* begin Excerpt to read *

The 2017-18 Cavaliers have been as amorphous as any of LeBron James’s teams throughout his career. Their opening-night starting lineup featured LeBron, Kevin Love, Jae Crowder, Derrick Rose, and Dwyane Wade. Three of those players are no longer on the team, and the player Rose was filling in for, Isaiah Thomas, is entering free agency after a half-season as a Laker. The Cavs added four new players at the trade deadline with the hope of rebooting a moribund team, but only one of them is getting major playoff minutes.
This shape-shifting roster has forced coach Tyronn Lue to tinker with the lineup like a kid with a Lego set. Cleveland had 29 different starting lineups during the regular season—the most of any playoff team. Lue alluded to making yet another adjustment on Monday, one day after being blitzed by the Celtics in Game 1 of the Eastern Conference finals. It appears that it’s now Tristan Thompson’s time.
“Looking at the statistics, over the last three years with at least 30 possessions [defending him], out of all the guys that have guarded Al Horford, Tristan is no. 1 in the league defending Al Horford,” Lue told reporters. “So, that’s a good thing, you know?”

* end Excerpt to read *

§ Set exercise A
How many lines of the records below contain the string "ceiling"? Case counts. Reply with the number only.

* begin Data to use *

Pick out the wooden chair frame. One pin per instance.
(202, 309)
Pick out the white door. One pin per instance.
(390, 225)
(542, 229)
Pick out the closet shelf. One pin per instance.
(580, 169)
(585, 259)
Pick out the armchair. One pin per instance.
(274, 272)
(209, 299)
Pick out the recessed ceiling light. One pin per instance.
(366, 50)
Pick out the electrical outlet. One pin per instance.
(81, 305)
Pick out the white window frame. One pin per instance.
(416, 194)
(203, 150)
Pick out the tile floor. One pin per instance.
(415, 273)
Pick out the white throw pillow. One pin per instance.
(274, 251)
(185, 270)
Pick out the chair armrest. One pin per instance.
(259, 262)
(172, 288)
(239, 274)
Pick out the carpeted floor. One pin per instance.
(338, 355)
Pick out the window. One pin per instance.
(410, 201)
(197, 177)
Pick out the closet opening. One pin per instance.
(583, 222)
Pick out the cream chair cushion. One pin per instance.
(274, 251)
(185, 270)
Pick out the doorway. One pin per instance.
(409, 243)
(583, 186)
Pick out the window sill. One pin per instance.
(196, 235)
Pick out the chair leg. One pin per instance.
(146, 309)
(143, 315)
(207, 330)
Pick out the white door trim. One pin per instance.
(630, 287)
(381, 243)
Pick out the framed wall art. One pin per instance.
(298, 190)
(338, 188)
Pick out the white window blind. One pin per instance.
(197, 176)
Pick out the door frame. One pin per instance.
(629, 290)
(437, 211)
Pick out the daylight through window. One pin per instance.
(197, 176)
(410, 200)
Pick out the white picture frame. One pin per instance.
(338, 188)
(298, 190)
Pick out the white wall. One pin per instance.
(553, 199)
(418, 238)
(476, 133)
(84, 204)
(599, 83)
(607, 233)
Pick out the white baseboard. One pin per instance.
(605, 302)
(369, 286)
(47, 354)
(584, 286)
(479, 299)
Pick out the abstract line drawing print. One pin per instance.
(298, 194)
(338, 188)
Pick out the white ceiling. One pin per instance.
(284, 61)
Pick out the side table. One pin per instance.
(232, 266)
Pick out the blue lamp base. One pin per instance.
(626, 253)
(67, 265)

* end Data to use *

§ Set exercise B
Reproduce everything in the Cavaliers passage above from "The 2017-18 Cavaliers" down to "major playoff minutes.", without any changes.

§ Task output A
2

§ Task output B
The 2017-18 Cavaliers have been as amorphous as any of LeBron James’s teams throughout his career. Their opening-night starting lineup featured LeBron, Kevin Love, Jae Crowder, Derrick Rose, and Dwyane Wade. Three of those players are no longer on the team, and the player Rose was filling in for, Isaiah Thomas, is entering free agency after a half-season as a Laker. The Cavs added four new players at the trade deadline with the hope of rebooting a moribund team, but only one of them is getting major playoff minutes.